### TEXT SEGMENT

The Commission is composed of a Chairperson and four members. The Constitution requires that a majority of the Commission’s members must be lawyers.

President Benigno Aquino III called upon former Akbayan Party-list representative Etta Rosales to head the commission.[2] Despite resistance from some sectors,[who?] she was appointed as chairperson.

History[edit]

The Commission originated from the Presidential Committee on Human Rights established in 1986 by President Corazon Aquino, which was chaired by former Senator Jose Diokno and former Supreme Court Associate Justice J.B.L. Reyes. A separate Commission on Human Rights was established upon the promulgation of the 1987 Constitution.

Functions[edit]

Under Section 18, Article XIII of the Philippine Constitution, the Commission is empowered to investigate all forms of human rights violations involving civil and political rights, adopt rules of procedure and issue contempt citations, provide appropriate legal measures for the protection of human rights of all persons within the Philippines, and several other powers in relation to the protection of human rights.

### WHAT TO WORK ON
#1 From the passage on the Commission on Human Rights, return the part that opens with the words containing "The Commission originated" and closes with "of human rights.".
#2 In the passage on the Commission on Human Rights, who established the Presidential Committee on Human Rights in 1986?

Stored data:
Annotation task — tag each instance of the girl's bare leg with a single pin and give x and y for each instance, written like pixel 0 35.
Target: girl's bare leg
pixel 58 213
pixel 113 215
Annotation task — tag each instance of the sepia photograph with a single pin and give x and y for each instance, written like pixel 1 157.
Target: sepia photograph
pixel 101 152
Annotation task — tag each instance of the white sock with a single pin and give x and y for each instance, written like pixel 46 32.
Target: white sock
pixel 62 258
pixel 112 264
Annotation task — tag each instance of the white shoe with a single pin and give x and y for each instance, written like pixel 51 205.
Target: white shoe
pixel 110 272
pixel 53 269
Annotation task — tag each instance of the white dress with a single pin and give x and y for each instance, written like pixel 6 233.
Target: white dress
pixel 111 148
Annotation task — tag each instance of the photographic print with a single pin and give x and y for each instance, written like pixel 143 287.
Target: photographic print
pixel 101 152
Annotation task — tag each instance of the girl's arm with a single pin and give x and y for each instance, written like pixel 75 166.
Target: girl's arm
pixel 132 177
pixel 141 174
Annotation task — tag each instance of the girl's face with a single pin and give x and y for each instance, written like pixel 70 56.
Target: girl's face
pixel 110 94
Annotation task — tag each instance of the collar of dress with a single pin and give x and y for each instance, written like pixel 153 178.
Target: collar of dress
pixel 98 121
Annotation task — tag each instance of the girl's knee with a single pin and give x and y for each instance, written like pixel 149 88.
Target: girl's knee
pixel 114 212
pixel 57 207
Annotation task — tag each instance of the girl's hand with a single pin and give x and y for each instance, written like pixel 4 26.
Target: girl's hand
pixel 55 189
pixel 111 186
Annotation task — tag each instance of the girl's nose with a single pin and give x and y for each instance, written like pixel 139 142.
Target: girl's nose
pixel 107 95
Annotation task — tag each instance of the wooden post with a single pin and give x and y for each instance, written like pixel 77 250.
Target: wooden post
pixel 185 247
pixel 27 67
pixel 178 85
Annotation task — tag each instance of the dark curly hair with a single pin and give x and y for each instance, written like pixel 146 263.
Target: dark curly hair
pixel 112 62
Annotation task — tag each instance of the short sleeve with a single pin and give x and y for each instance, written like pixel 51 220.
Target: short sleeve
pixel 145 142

### CORRECT ANSWERS
#1
The Commission originated from the Presidential Committee on Human Rights established in 1986 by President Corazon Aquino, which was chaired by former Senator Jose Diokno and former Supreme Court Associate Justice J.B.L. Reyes. A separate Commission on Human Rights was established upon the promulgation of the 1987 Constitution.

Functions[edit]

Under Section 18, Article XIII of the Philippine Constitution, the Commission is empowered to investigate all forms of human rights violations involving civil and political rights, adopt rules of procedure and issue contempt citations, provide appropriate legal measures for the protection of human rights of all persons within the Philippines, and several other powers in relation to the protection of human rights.

#2 President Corazon Aquino